NACHBARSCHAFT FÜR DEN ERHALT DES GESAMTEN ALTEN BAUMBESTANDES AUF DEM FLURSTÜCK 317

Bonn-Beuel, 12. Mai 2021

Bezug: Einladung zur Öffentlichkeitsbeteiligung zum vorhabenbezogenen Bebauungsplan Nr. 6721-1 (vorher 7921-2) „Kreuzherrenstraße“

Stellungnahme

NACHBARSCHAFT FÜR DEN ERHALT DES
GESAMTEN ALTEN BAUMBESTANDES AUF DEM FLURSTÜCK 317

Hier würden eingefügt gehören
1. Lagebild zur Erläuterung der Flurnummern
2. Klimaatlas Bonn Auszug
was die Website leider nicht zulässt.

****

Aufgabenstellung: Extrahieren Sie aus der obigen Stellungnahme den Wortlaut, der mit „Bonn-Beuel, 12. Mai“ beginnt und sich bis einschließlich „leider nicht zulässt.“ erstreckt.

Datenauszüge:
****

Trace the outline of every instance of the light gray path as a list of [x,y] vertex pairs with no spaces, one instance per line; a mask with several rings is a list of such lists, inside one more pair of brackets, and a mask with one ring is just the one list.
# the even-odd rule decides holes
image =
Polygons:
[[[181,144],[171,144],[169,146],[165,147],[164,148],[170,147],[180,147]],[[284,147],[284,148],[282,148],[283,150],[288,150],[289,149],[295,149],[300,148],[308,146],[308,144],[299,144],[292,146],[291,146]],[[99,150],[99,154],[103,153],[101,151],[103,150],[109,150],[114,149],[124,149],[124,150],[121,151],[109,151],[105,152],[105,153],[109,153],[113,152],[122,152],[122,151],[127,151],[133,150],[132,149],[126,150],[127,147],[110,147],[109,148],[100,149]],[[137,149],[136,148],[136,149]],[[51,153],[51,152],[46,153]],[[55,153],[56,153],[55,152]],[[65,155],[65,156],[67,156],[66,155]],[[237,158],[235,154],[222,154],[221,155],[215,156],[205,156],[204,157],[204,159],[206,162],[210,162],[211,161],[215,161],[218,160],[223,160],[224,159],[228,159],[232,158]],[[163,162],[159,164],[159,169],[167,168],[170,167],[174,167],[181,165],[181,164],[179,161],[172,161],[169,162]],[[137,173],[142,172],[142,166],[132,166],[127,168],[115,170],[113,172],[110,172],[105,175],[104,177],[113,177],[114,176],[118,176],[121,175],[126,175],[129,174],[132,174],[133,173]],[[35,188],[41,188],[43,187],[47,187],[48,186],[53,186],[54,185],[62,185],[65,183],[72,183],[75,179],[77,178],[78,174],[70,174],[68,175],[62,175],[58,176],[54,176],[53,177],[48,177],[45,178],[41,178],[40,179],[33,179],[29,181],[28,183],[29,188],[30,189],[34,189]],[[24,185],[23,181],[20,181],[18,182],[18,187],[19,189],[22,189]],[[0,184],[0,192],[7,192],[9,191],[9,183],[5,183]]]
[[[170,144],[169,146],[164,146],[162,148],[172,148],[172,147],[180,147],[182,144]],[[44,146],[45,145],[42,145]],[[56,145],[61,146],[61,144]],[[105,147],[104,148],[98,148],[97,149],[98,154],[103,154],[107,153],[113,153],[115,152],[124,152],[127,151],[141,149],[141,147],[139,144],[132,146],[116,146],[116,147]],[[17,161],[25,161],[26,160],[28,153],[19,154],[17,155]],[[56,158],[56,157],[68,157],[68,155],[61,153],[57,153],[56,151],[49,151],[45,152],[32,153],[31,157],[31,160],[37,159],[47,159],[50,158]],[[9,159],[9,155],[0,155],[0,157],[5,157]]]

****

Erwartete Ausgabe:
Bonn-Beuel, 12. Mai 2021

Bezug: Einladung zur Öffentlichkeitsbeteiligung zum vorhabenbezogenen Bebauungsplan Nr. 6721-1 (vorher 7921-2) „Kreuzherrenstraße“

Stellungnahme

NACHBARSCHAFT FÜR DEN ERHALT DES
GESAMTEN ALTEN BAUMBESTANDES AUF DEM FLURSTÜCK 317

Hier würden eingefügt gehören
1. Lagebild zur Erläuterung der Flurnummern
2. Klimaatlas Bonn Auszug
was die Website leider nicht zulässt.